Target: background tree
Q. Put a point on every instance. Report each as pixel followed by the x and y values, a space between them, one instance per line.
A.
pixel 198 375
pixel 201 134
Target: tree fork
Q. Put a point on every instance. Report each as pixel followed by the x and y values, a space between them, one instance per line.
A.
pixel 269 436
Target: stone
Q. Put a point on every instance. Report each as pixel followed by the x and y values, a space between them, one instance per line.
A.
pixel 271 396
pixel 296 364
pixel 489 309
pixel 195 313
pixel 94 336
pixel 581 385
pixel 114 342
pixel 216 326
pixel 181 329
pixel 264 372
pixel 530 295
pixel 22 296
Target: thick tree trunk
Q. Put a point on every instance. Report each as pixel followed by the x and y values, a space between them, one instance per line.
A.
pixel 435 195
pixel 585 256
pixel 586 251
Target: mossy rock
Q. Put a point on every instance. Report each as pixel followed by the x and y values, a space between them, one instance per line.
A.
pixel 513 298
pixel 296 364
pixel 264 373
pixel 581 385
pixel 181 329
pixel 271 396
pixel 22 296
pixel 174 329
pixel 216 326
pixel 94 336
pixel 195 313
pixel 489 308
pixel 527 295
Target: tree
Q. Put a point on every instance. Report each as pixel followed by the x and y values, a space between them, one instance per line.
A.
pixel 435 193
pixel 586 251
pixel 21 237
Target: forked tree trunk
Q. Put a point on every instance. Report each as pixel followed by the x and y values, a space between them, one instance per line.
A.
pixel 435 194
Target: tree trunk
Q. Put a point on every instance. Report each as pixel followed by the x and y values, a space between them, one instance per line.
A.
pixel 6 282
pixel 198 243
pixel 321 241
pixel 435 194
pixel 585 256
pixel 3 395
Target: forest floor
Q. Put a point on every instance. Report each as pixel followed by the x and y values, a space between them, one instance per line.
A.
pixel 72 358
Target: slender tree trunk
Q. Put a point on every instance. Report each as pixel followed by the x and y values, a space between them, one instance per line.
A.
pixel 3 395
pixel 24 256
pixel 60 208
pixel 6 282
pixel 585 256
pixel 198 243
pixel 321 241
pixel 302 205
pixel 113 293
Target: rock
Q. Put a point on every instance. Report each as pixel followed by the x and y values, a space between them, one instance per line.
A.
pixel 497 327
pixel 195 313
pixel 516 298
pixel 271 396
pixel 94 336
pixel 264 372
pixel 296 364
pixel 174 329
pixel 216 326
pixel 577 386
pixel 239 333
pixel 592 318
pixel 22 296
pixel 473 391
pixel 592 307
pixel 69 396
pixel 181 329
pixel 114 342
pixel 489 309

GIVEN EXERCISE
Convert the entire listing above into a Markdown table with two columns, No. and Text, putting each line in its own numbered row and leaving out any blank lines.

EXPECTED OUTPUT
| No. | Text |
|---|---|
| 1 | Target: background tree |
| 2 | Q. Put a point on every instance. Report each as pixel followed by the x and y values, a space between them, one instance per line. |
| 3 | A. |
| 4 | pixel 198 375 |
| 5 | pixel 201 134 |
| 6 | Target: tree fork |
| 7 | Q. Put a point on every instance. Report each as pixel followed by the x and y values, a space between them, one instance per line. |
| 8 | A. |
| 9 | pixel 269 436 |
| 10 | Target: stone |
| 11 | Q. Put a point on every instance. Report each as pixel followed by the x and y values, a space between them, one instance per line. |
| 12 | A. |
| 13 | pixel 271 396 |
| 14 | pixel 296 364 |
| 15 | pixel 489 309 |
| 16 | pixel 195 313 |
| 17 | pixel 94 336 |
| 18 | pixel 581 385 |
| 19 | pixel 114 342 |
| 20 | pixel 216 326 |
| 21 | pixel 181 329 |
| 22 | pixel 264 372 |
| 23 | pixel 530 295 |
| 24 | pixel 22 296 |
| 25 | Target: thick tree trunk |
| 26 | Q. Put a point on every instance. Report each as pixel followed by the x and y values, a space between them, one instance per line. |
| 27 | A. |
| 28 | pixel 435 195 |
| 29 | pixel 585 256 |
| 30 | pixel 586 251 |
| 31 | Target: mossy rock |
| 32 | Q. Put a point on every instance. Report each as pixel followed by the x and y values, a space between them, one instance per line. |
| 33 | A. |
| 34 | pixel 513 298 |
| 35 | pixel 296 364 |
| 36 | pixel 264 373 |
| 37 | pixel 581 385 |
| 38 | pixel 181 329 |
| 39 | pixel 271 396 |
| 40 | pixel 22 296 |
| 41 | pixel 174 329 |
| 42 | pixel 216 326 |
| 43 | pixel 94 336 |
| 44 | pixel 195 313 |
| 45 | pixel 489 308 |
| 46 | pixel 527 295 |
| 47 | Target: tree |
| 48 | Q. Put a point on every instance. Report each as pixel followed by the x and y values, a space between them, one instance per line. |
| 49 | A. |
| 50 | pixel 435 193 |
| 51 | pixel 586 251 |
| 52 | pixel 21 237 |
| 53 | Target: forked tree trunk |
| 54 | Q. Put a point on every instance. Report each as pixel followed by the x and y values, a space between them, one instance per line. |
| 55 | A. |
| 56 | pixel 435 194 |
| 57 | Target: tree trunk |
| 58 | Q. Put a point on every instance. Report each as pixel followed by the x and y values, a space between them, one instance per line. |
| 59 | A. |
| 60 | pixel 6 282 |
| 61 | pixel 198 243 |
| 62 | pixel 321 241 |
| 63 | pixel 435 194 |
| 64 | pixel 585 256 |
| 65 | pixel 3 395 |
| 66 | Target: forest floor |
| 67 | Q. Put a point on every instance. Report each as pixel followed by the x and y values, a space between them, one instance per line. |
| 68 | A. |
| 69 | pixel 72 358 |
| 70 | Target: slender tree trunk |
| 71 | Q. Put a point on every instance. Report each as pixel followed by the x and y values, a space between them, one instance per line. |
| 72 | A. |
| 73 | pixel 3 395 |
| 74 | pixel 24 256 |
| 75 | pixel 60 208 |
| 76 | pixel 6 282 |
| 77 | pixel 585 256 |
| 78 | pixel 198 243 |
| 79 | pixel 321 241 |
| 80 | pixel 302 205 |
| 81 | pixel 113 293 |
| 82 | Target: rock |
| 83 | Q. Put a point on every instance. Report each as pixel followed by the x and y values, a space between them, one instance per line. |
| 84 | A. |
| 85 | pixel 497 327 |
| 86 | pixel 195 313 |
| 87 | pixel 516 298 |
| 88 | pixel 271 396 |
| 89 | pixel 94 336 |
| 90 | pixel 264 372 |
| 91 | pixel 296 364 |
| 92 | pixel 174 329 |
| 93 | pixel 216 326 |
| 94 | pixel 577 386 |
| 95 | pixel 239 333 |
| 96 | pixel 592 318 |
| 97 | pixel 22 296 |
| 98 | pixel 473 391 |
| 99 | pixel 592 307 |
| 100 | pixel 69 396 |
| 101 | pixel 181 329 |
| 102 | pixel 114 342 |
| 103 | pixel 489 309 |